• **Your objective**:
Output every line of the items below as a numbered list, skipping any blank lines. Leave the pictures out of your answer.

• **Dataset records**:
● ● ● ● ●
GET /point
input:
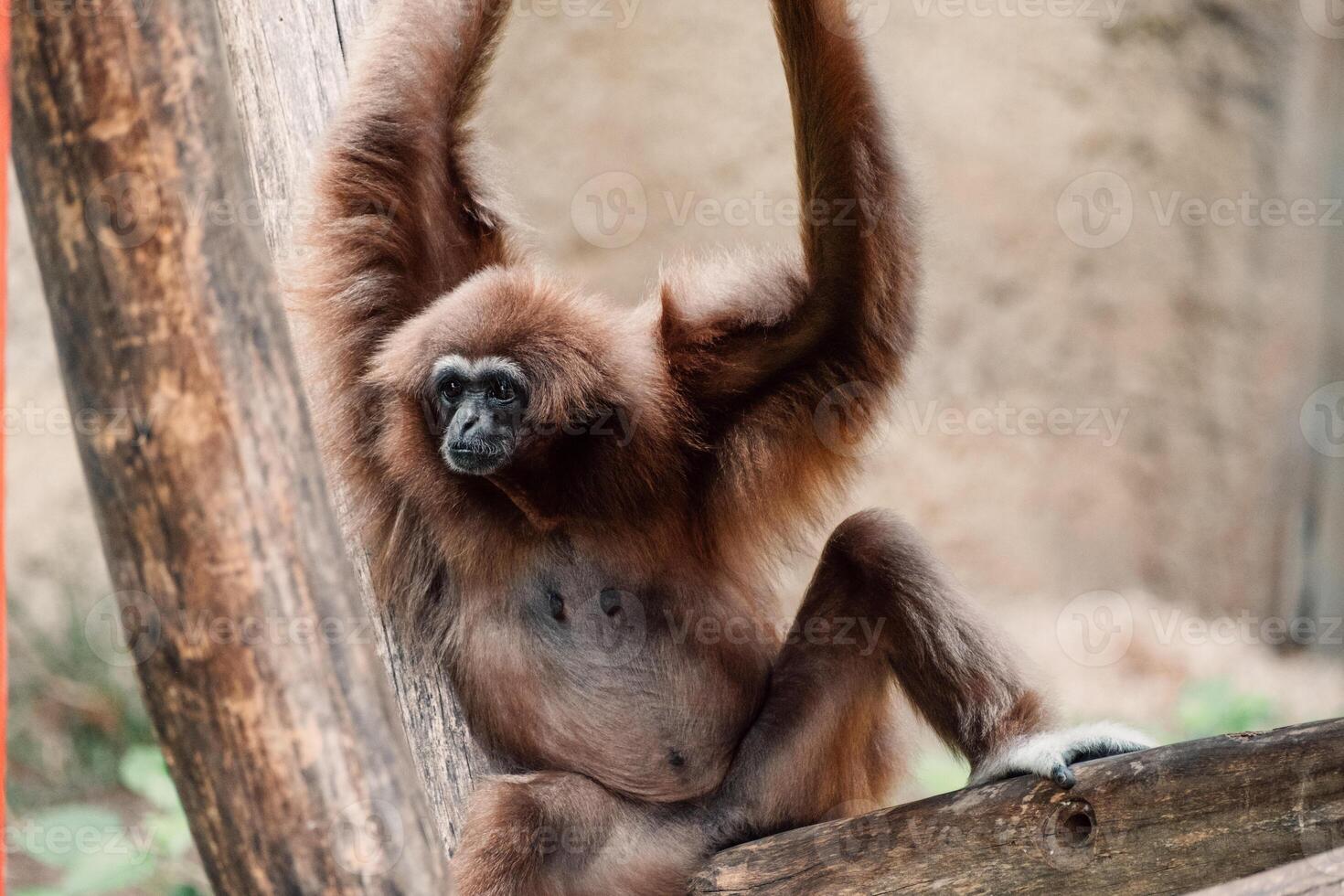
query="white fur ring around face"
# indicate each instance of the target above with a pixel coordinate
(1050, 753)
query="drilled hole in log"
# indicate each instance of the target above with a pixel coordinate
(1070, 835)
(1077, 830)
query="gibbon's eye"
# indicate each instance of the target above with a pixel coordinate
(452, 387)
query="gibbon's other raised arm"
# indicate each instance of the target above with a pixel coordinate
(402, 214)
(760, 348)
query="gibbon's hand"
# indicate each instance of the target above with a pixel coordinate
(1051, 752)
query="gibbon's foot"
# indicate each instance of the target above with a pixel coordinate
(1051, 752)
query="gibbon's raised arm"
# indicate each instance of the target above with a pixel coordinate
(400, 212)
(758, 347)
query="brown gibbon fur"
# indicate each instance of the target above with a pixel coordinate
(603, 601)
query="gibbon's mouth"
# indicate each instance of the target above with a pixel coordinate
(475, 457)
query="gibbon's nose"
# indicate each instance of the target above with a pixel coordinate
(471, 420)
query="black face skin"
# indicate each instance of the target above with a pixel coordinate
(480, 407)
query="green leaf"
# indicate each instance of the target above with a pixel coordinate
(171, 833)
(940, 773)
(109, 870)
(58, 836)
(144, 772)
(1214, 707)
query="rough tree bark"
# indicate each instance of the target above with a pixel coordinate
(240, 603)
(288, 76)
(1163, 821)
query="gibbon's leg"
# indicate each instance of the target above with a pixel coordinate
● ● ● ● ●
• **Exercise result**:
1. GET /point
2. input:
3. query="white fur ring around face"
4. # indicate each instance of the target above with a pixel coordinate
5. (1050, 753)
6. query="drilled hole in log"
7. # indicate each instance of the target above with a pixel coordinate
8. (1070, 835)
9. (1077, 830)
10. query="gibbon's eye"
11. # indicate each instance of the target above with a pixel coordinate
12. (452, 387)
13. query="gibbon's other raised arm"
14. # indicate each instance of the target above with a pixel coordinate
15. (402, 214)
16. (760, 348)
17. query="gibbon's hand"
18. # indicate each instance of the target above with a pixel coordinate
19. (1051, 752)
20. query="gibbon's foot"
21. # indicate each instance of the target above with a pixel coordinate
22. (1051, 752)
23. query="gibbon's raised arm"
24. # indicate each instance of the target above with a pixel coordinate
25. (400, 212)
26. (758, 347)
27. query="brown gibbon fur"
28. # indicate each instance of the target above with a pixel coordinate
29. (603, 601)
30. query="gibbon's mouth"
31. # indicate each instance of the target above with a pixel coordinate
32. (475, 457)
33. query="gibbon's nose"
34. # indicate each instance of the target above with a pixel coordinate
35. (471, 420)
36. query="black face skin"
37. # indicate each instance of the target above with a pixel coordinate
38. (480, 407)
39. query="green leaf"
40. # indicate each instance of the target above with a pixel coordinate
41. (171, 833)
42. (940, 773)
43. (109, 870)
44. (58, 836)
45. (144, 772)
46. (1214, 707)
47. query="rough tree bark"
48. # indicate each instance of the target above with a pixel coordinate
49. (240, 603)
50. (288, 76)
51. (1163, 821)
52. query="gibbon's leg"
53. # indicate each instance of the target above with a pixel coordinate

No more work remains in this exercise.